⟨

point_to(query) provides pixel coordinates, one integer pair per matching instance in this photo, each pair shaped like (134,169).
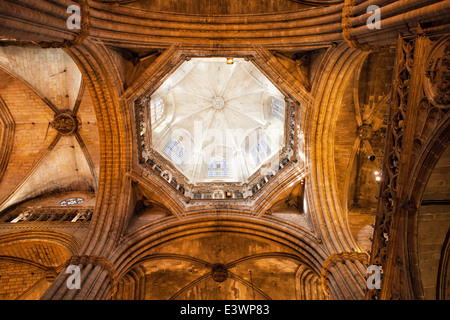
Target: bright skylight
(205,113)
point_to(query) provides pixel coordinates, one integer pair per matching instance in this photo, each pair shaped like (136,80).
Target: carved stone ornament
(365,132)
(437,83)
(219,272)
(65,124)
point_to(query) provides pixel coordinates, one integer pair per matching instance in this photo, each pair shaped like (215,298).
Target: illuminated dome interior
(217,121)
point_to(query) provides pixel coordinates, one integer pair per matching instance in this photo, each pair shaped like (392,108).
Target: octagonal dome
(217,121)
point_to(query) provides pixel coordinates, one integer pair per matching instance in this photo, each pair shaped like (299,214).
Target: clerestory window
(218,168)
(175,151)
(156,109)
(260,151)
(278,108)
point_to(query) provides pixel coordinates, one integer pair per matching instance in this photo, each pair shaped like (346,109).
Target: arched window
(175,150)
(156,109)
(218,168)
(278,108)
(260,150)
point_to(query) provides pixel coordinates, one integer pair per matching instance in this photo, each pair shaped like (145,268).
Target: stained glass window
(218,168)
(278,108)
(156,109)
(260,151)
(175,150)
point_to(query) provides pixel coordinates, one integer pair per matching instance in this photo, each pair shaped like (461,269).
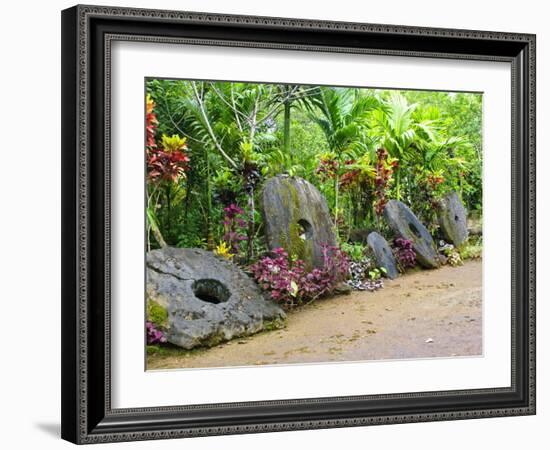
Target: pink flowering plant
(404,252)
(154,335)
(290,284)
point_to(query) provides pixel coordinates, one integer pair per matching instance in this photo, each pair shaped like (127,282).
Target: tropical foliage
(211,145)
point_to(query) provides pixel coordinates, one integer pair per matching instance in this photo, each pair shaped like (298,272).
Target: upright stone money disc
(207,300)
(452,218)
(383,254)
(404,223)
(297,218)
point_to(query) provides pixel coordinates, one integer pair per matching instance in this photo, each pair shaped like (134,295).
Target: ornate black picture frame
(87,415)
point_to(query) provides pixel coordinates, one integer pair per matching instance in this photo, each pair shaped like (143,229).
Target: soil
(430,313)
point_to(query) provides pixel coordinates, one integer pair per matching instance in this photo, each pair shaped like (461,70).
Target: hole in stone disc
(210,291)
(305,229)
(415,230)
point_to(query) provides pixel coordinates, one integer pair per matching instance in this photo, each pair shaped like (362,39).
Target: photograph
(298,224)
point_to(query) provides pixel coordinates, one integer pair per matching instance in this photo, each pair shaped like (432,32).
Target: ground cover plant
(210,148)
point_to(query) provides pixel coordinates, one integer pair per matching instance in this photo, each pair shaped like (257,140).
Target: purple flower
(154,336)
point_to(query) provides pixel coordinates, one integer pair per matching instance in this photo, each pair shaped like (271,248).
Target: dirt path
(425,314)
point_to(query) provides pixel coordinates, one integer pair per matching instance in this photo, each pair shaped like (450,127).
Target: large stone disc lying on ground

⟩

→ **Exercise objective**: The entries above should be reproduced exactly, without their pictures.

→ **Final result**:
point_to(query) provides pixel coordinates, one integer pair per matching instance in this photo, each pair shaped like (134,169).
Target: bright skylight
(205,113)
point_to(query) provides pixel coordinates, one integer pair per matching instance in this photo, each pair shaped like (136,80).
Target: carved stone ornament
(365,132)
(437,83)
(219,272)
(65,124)
point_to(query) provides pixel coordinates, one integer pair per matching instance in this photo, each pair shaped like (215,298).
Target: illuminated dome interior
(217,121)
point_to(query) provides pixel coordinates, one integer pair per matching instance in this photo, each pair shaped like (392,108).
Target: octagonal dome
(217,121)
point_to(query) provides pixel coordinates, one integer pair per matching instance in this photo, each pair shaped like (299,214).
Target: clerestory window
(218,168)
(175,151)
(156,109)
(260,151)
(278,108)
point_to(query) provides pixel coordinates, one integer pair per matching instance in this photo, each pair shaped like (346,109).
Target: arched window
(175,150)
(156,109)
(218,168)
(278,108)
(260,150)
point_to(query) provides pixel coordinates, one integer pair per matching instance in this photo, each pair shaped like (145,268).
Target: stained glass window
(218,168)
(278,108)
(156,109)
(260,151)
(175,150)
point_to(query) provides pixel coordinates, one integer pair per matching instance in this photo, each pair shaped like (461,269).
Target: pink flowering plant
(404,252)
(154,335)
(290,284)
point_to(query) provides pixel coordinates, one integer pair per matching instance in this photo, each pair shaped like (127,282).
Target: tropical foliage
(211,145)
point_to(query) provides pixel coordinates, one integer pair per matching instance in this photo, each pair shaped like (298,272).
Target: upright stone money disc
(207,300)
(452,218)
(383,254)
(404,223)
(297,218)
point_to(query) provides pixel coordinates, one integer pair per matching instance in this photo, each pair shaped like (134,295).
Target: ornate black picture frame
(87,415)
point_to(query) provides pixel coordinates, one integer pair per matching instance in this photo, each pair shaped like (143,229).
Target: soil
(430,313)
point_to(query) provides pixel coordinates, one integer pair per matching instance in this photo, each pair shaped like (461,70).
Target: hole in stone disc
(210,291)
(305,229)
(415,230)
point_to(query) provides pixel coordinates, one integer pair per matching instance in this photo, each pair shaped like (362,39).
Target: photograph
(298,224)
point_to(query) provides pixel coordinates, one integer pair per matching instance in this photo, each pair shaped like (432,32).
Target: ground cover plant
(210,148)
point_to(query) provides pixel coordinates, one integer pair per matching instance in this photo, each pair shaped like (257,140).
Target: purple flower
(154,336)
point_to(query) provides pixel coordinates, one integer pair per matching instance in this photo, each pair shaped like (271,248).
Target: dirt path
(425,314)
point_to(query) provides pixel coordinates, one integer pair per matching instance in this photo, each pair shaped like (450,127).
Target: large stone disc lying on ground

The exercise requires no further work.